▶ [What this task involves]:
Arrange the records from the line with "[Batch spec] Target class: fire pit lid." up to and including the line with "140, 136, 301]]" as a JSON list of strings, one string per line, leaving out blank lines.

▶ [Dataset content]:
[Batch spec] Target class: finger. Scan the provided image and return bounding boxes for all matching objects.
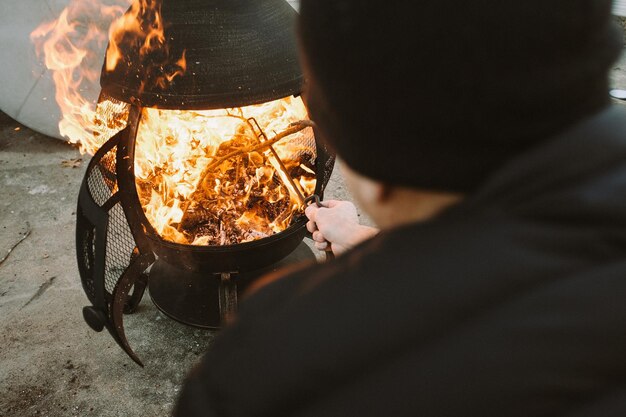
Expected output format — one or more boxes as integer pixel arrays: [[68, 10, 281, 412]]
[[324, 200, 345, 208], [304, 204, 319, 222], [315, 242, 328, 251], [311, 230, 326, 243]]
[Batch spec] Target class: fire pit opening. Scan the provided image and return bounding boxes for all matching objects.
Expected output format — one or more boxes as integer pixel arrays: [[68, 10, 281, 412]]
[[76, 0, 334, 364]]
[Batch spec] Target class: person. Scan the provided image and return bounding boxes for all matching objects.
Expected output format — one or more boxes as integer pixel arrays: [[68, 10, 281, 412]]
[[175, 0, 626, 417]]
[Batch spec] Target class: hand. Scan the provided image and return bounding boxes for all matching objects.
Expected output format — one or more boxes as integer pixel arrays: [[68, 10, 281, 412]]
[[305, 200, 378, 255]]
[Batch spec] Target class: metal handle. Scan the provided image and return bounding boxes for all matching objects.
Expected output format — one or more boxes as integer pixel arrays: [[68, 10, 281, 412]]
[[219, 272, 237, 325]]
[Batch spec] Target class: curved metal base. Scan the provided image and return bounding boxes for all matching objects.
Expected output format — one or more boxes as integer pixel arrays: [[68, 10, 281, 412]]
[[148, 242, 316, 329]]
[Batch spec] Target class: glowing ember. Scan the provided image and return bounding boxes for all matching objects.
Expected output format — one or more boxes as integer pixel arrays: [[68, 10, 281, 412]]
[[135, 97, 315, 245]]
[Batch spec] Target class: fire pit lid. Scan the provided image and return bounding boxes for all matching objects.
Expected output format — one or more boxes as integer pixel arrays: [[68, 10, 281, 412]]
[[100, 0, 303, 110]]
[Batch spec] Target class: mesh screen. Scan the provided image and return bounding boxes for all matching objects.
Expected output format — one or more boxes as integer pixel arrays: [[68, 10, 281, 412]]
[[104, 203, 135, 293], [93, 92, 130, 145], [77, 140, 136, 301]]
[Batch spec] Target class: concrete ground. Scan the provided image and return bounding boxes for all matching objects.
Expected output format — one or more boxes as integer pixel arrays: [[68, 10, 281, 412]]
[[0, 21, 626, 417]]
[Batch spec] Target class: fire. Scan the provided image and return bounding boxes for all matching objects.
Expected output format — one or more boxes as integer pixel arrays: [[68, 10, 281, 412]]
[[31, 0, 316, 245], [135, 97, 315, 245]]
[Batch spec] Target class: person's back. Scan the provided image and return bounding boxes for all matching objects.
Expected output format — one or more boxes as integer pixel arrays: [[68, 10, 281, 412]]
[[176, 0, 626, 417]]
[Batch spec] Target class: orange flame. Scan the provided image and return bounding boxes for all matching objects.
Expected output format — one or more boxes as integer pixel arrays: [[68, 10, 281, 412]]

▶ [Output]:
[
  "[Batch spec] Target class: fire pit lid. Scan the provided image and return bounding boxes for all matching objects.",
  "Expected output format — one or more boxes as integer pixel arrays: [[68, 10, 281, 412]]",
  "[[100, 0, 303, 110]]",
  "[Batch spec] Target class: mesh screen. Scan the provided image and return bounding boxes for all matching objects.",
  "Expected output format — one or more boxes as integer pixel arrays: [[68, 10, 281, 412]]",
  "[[104, 203, 135, 293], [93, 92, 130, 145], [77, 140, 136, 301]]"
]